Exactly as they appear, output all of the records. Skip any images.

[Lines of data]

========

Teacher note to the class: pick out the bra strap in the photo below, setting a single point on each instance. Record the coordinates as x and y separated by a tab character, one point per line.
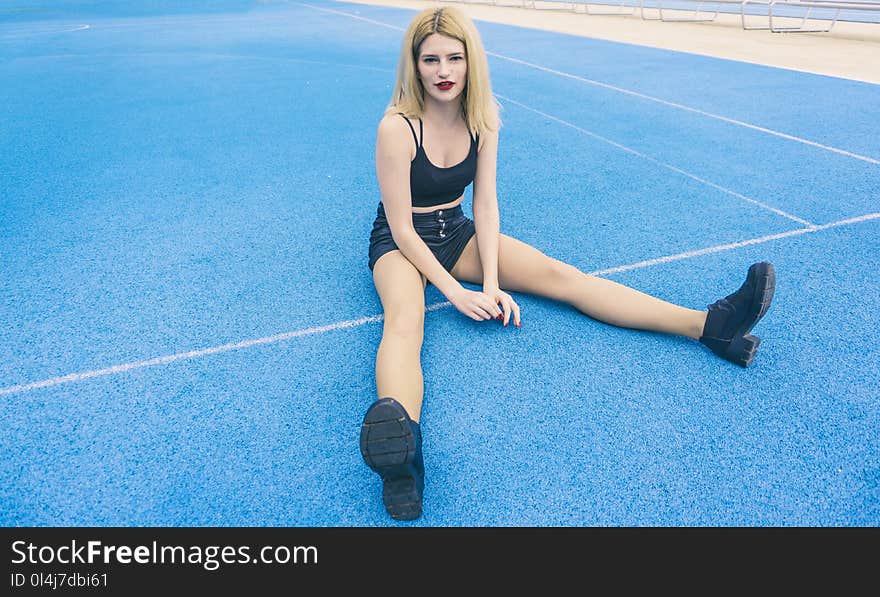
412	129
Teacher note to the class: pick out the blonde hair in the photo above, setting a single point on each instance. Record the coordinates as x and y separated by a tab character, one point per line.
479	107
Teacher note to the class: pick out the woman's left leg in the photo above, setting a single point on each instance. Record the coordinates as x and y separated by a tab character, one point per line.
522	268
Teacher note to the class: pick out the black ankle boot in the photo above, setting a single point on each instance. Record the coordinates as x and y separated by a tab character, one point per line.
391	444
731	319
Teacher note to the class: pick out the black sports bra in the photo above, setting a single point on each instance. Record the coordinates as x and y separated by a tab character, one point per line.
430	185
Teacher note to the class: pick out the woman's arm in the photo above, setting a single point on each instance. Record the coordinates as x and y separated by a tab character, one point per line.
486	218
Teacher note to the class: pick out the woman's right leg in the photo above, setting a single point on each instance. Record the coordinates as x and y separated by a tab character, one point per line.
391	438
401	288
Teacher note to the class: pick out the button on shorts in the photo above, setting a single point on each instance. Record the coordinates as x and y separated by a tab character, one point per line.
445	231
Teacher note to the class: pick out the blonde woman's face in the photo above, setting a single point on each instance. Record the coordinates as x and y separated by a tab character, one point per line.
442	60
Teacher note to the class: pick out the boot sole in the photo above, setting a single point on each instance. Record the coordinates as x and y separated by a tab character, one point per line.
388	446
744	346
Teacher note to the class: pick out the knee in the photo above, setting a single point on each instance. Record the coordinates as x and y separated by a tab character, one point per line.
407	323
560	272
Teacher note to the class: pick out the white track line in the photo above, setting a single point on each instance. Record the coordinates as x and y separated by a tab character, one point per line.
376	318
17	35
633	93
663	164
609	141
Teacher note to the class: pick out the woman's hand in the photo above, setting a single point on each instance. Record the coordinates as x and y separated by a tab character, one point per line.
507	304
476	305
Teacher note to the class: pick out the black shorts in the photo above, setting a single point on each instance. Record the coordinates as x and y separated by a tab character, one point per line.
445	231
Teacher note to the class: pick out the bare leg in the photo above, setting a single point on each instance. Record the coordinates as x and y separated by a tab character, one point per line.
522	268
620	305
401	289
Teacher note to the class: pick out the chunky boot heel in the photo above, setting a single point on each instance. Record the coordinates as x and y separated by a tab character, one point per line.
391	445
742	350
730	319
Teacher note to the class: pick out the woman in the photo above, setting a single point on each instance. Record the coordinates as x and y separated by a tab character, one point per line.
439	134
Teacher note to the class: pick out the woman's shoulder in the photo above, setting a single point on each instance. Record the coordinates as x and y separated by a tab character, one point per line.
393	132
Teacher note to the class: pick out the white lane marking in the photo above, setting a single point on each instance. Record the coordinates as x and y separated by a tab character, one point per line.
663	164
643	96
17	389
16	35
745	243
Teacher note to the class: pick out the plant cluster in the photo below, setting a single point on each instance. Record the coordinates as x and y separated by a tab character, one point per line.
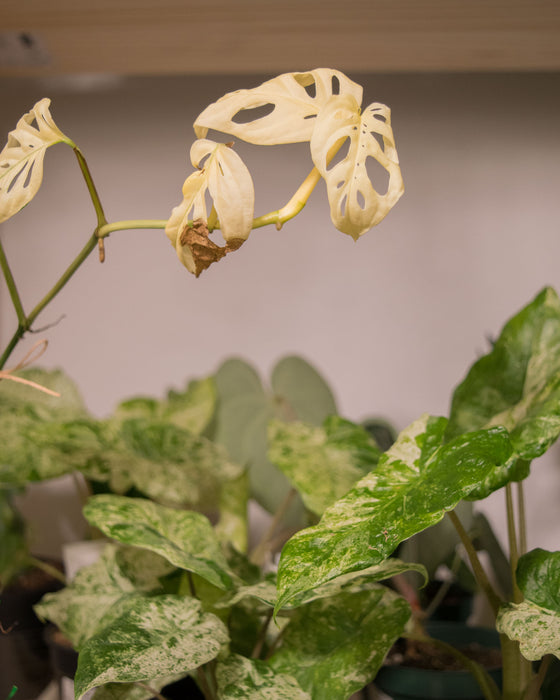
179	593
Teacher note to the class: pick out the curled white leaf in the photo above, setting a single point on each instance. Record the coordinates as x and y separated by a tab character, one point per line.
21	159
355	203
281	110
223	175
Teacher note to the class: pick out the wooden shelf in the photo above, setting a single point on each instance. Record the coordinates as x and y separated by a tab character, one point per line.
141	37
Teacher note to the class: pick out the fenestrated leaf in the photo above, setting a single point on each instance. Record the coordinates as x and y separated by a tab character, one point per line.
101	591
356	203
184	538
155	638
535	623
228	181
417	480
251	679
516	385
295	100
21	159
322	463
335	646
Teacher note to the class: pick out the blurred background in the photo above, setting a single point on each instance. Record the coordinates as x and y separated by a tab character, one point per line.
392	321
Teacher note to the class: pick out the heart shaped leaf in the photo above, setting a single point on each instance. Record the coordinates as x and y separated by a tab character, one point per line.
21	159
356	205
228	181
416	481
281	110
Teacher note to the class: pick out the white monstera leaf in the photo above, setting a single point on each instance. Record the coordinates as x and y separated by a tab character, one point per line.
226	178
21	159
355	203
290	102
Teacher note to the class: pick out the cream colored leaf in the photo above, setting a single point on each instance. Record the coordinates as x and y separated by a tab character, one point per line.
225	177
355	203
290	102
21	159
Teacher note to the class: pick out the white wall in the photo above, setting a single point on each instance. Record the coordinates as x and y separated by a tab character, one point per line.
393	321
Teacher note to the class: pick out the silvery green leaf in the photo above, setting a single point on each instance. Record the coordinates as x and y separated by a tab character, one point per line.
101	590
154	638
536	629
295	98
322	463
21	159
251	679
335	646
184	538
417	480
516	385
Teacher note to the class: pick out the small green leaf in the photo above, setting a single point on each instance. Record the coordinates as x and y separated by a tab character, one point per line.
21	159
416	482
335	646
322	463
251	679
184	538
154	638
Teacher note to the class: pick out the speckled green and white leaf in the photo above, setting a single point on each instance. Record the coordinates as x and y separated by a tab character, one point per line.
184	538
294	100
335	646
155	638
102	590
21	159
536	629
417	480
251	679
356	203
322	463
516	385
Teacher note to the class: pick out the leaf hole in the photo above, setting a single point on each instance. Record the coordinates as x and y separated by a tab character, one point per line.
378	176
251	114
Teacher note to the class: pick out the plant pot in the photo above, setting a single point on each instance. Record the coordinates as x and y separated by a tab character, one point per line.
24	658
408	683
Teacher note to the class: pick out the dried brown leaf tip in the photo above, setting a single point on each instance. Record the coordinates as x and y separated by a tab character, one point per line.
203	250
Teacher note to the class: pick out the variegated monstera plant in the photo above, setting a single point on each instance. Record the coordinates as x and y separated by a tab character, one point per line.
176	595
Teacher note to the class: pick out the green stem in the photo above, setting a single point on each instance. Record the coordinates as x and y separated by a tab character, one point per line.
14	294
479	573
485	681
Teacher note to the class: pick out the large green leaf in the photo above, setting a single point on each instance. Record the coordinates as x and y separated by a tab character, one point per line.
184	538
535	623
416	481
516	385
250	679
335	646
322	463
21	159
154	638
100	591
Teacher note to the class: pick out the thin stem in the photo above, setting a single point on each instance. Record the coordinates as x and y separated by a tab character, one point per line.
479	573
11	283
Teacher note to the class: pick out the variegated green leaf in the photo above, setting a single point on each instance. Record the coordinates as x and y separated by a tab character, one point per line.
516	385
322	463
295	99
21	159
335	646
228	181
251	679
101	591
155	638
355	202
184	538
416	482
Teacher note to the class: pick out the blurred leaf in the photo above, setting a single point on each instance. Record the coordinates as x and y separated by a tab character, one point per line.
154	638
21	159
415	483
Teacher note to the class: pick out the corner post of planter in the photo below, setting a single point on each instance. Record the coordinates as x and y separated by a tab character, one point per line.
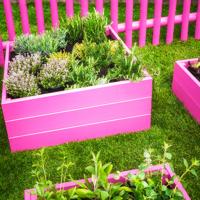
185	19
128	23
54	13
114	15
69	8
197	29
170	21
9	19
143	21
84	7
1	53
157	21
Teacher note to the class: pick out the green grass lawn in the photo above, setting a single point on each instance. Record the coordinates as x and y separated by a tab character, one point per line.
170	121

========

Worked answer:
Teacher note to the class: pick out the bra strap in the photo below, setting a single point on each instance. Record the coordinates as x and y separated by a tab character, one point per line.
412	129
Teacher note to the class: pick out the blonde hair in the photo above, setting a single point on each instance. Record the coordinates as x and y separated by a tab character, one point per line.
479	107
Teacher note to the class: pick out the woman's left leg in the photo above, setting a single point on each instance. Record the coordinates as x and y separated by a tab character, one point per line.
522	268
Teacher note to the class: pick out the black ankle boot in the photo above, setting a single point on each instance. Record the coordinates as x and y separated by a tab character, one point per line.
391	444
731	319
Teacher note to the class: pick out the black sports bra in the photo above, setting a single point on each instance. Record the coordinates as x and y separated by a tab character, one point per line.
430	185
Teacher note to the class: pick out the woman's arm in the photo above, setting a single point on each instance. Record the coordinates as x and y separated by a tab character, one point per line.
486	218
Teacher note to the class: pick out the woman's right leg in the photo above, setting a single point on each instance. Record the coordinates as x and y separated by a tab character, one point per line.
391	438
401	288
Teacher note to the class: pick out the button on shorts in the photo above, setting a single point on each instance. Record the coordinates as x and y separated by a tab character, one point per line.
445	231
Teacher note to the class: pick out the blonde woman's face in the photo above, setting a single point on each instance. Record the coordinates as x and y separated by a tab character, one point per line.
442	60
Teacher note to the class: pick out the boot sole in the photo above, setting a single point on each instance. Record the coordinates as x and y separated by a tab character, one point per line.
388	446
744	346
Teacher note to the class: pick out the knee in the photo above, setting a single point on each instance. Record the coordinates as x and y separated by a tab character, one point per line.
407	323
560	272
Teacher note to the class: pick out the white track line in the photo above, setting a single point on each instance. Record the coordinates as x and y separated by a tab character, one point per line.
376	318
17	35
633	93
663	164
609	141
Teacher note to the class: pick out the woman's hand in the photo above, setting a single point on each instance. Record the coordinates as x and y separated by a tab character, one point per line.
507	304
476	305
Teacher note to the class: pick out the black shorts in the photo above, setting a single point on each instance. Record the coordinates as x and y separated by a tab character, one point per line.
445	231
Teacher note to the class: pick out the bare leg in the photo above, setting a single point on each instance. Record the coordinates as x and y separated by a tab character, one point per line.
522	268
620	305
401	289
Teacher note to the class: pick out the chunky boot heel in the photo above, setting a single point on each instance. Record the coordinates as x and y separated by a tab character, one point per line.
391	445
742	350
730	319
Teacher note to the class: pick out the woman in the photo above, setting a single point on each instance. Record the coordinates as x and y separated by a tab character, one point per line.
439	134
Teacher note to the class: pick out the woman's shoulder in the photo above, setting a single point on each instance. Record the coordinates as x and y separated by a tab character, one point per line.
393	132
Teacher note to the class: pick out the white lane marking in the photo above, setting a single point on each instance. Record the coordinates as x and y separated by a tab character, one point per line.
663	164
643	96
17	389
16	35
745	243
Teacher note to the class: pick out the plant cluster in the photo below, setting a single point on each instance. Record the coordinates as x and y separated by a tab character, one point per line.
179	593
Teacher note to the class: pick out the curled white leaf in the photo above, setting a single point on each instance. Record the coordinates as x and y separated by a tab character, one point per line.
21	159
355	203
281	110
223	175
Teacher note to the class: pick out the wooden shelf in the photo above, setting a single point on each instance. Record the coordinates as x and y separated by a tab character, one point per line.
141	37
Teacher note to the class: pick out the fenestrated leaf in the photo above, setting a single point on each instance. Record the coordinates as x and y separated by a tab character, one point per line.
101	591
356	203
184	538
155	638
535	623
228	181
417	480
251	679
516	385
295	100
21	159
322	463
335	646
Teacher note to the class: pick out the blurred background in the photo above, setting a single point on each instance. Record the coordinates as x and y separated by a tab character, one point per line.
392	321
Teacher note to the class: pick out the heart shaped leaf in the photo above, setting a single point on each instance. Record the coordinates as x and y separated by a tab character, one point per line.
21	159
356	205
228	181
416	481
281	110
Teacher note to the class: pick out the white monstera leaf in the photo above, setting a single point on each instance. Record the coordinates as x and y separated by a tab character, one point per line.
226	178
21	159
355	203
290	102
Teacher note to the class: pick out the cream colored leaf in the photo above, setting a single point on each instance. Record the coordinates as x and y separated by a tab character, one point per line.
225	177
355	203
290	102
21	159
Teacher note to the class: pick out the white wall in the photo above, setting a single point on each instance. Record the coordinates as x and y separated by a tab character, one point per line.
393	321
Teacher note to the class: pick out the silvery green leaf in the photo above, setting a single point on each instance. Record the coordinates as x and y separated by a tab character, one point per line.
101	590
154	638
536	629
295	98
322	463
21	159
251	679
335	646
184	538
417	480
516	385
Teacher note to the class: pick out the small green leaf in the photo above, setting a single point on each instance. Record the coordinates as x and y separated by a tab character, one point per line.
21	159
416	482
335	646
322	463
251	679
184	538
154	638
Teacher note to the class: pick out the speckled green and white leaf in the photo above, setting a single point on each instance. Record the coordinates as x and y separated by a tab character, one point per line.
184	538
294	100
335	646
155	638
102	590
21	159
536	629
417	480
251	679
356	203
322	463
516	385
Teacher note to the class: pick out the leaf hole in the photo above, setting a single point on each instance. Record the coordinates as x and y separated by a tab character, one point per line.
378	176
251	114
Teacher note to the class: pick out the plant pot in the photo above, setting a single point on each instance. Record the coordinates as x and y separated by a tab character, one point per line.
24	658
408	683
Teacher note to the class: pick out the dried brown leaf tip in the photo above, setting a single point on each instance. Record the coordinates as x and y separated by a tab character, one point per line.
203	250
Teacher note to the class: pick out the variegated monstera plant in the photo above, setting a single point on each instance. Record the coordinates as x and y separated by a tab character, one point per line.
176	595
Teacher note to the class: pick out the green stem in the photo above, setting a single point on each instance. Record the coordinates as x and y separated by a tab character, one point per line.
14	294
479	573
485	681
Teacher note to the class: pick out the large green leaf in the photo above, setting a single point on each instance. Record the coordinates as x and y separated by a tab character, one point per line.
184	538
535	623
416	481
516	385
250	679
335	646
322	463
21	159
154	638
100	591
Teacher note to the class: pick out the thin stem in the photo above, setting a single point on each instance. Record the coordinates as x and y separated by a tab character, one point per line.
479	573
11	283
Teacher note to the class: pick out the variegated green leaf in the photo above, setting a single point on each instance. Record the coordinates as x and y separated by a tab character, one point per line.
516	385
322	463
295	99
21	159
335	646
228	181
251	679
101	591
155	638
355	202
184	538
416	482
Teacher note to the class: pick out the blurred leaf in the photo above, setting a single point on each instance. Record the coordinates as x and y separated by a tab character, one point per line.
154	638
21	159
415	483
Teacher note to the class: pick out the corner post of planter in the photo below, setting a single point on each instance. Record the coordinates as x and y separated by a tab character, one point per line.
185	19
128	23
54	13
114	15
69	8
197	29
170	21
9	19
143	21
84	7
1	53
157	21
Teacher note to the class: pick out the green grass lawn in the photo above, setting a single point on each instance. Record the coordinates as x and y separated by a tab character, one point per line.
170	121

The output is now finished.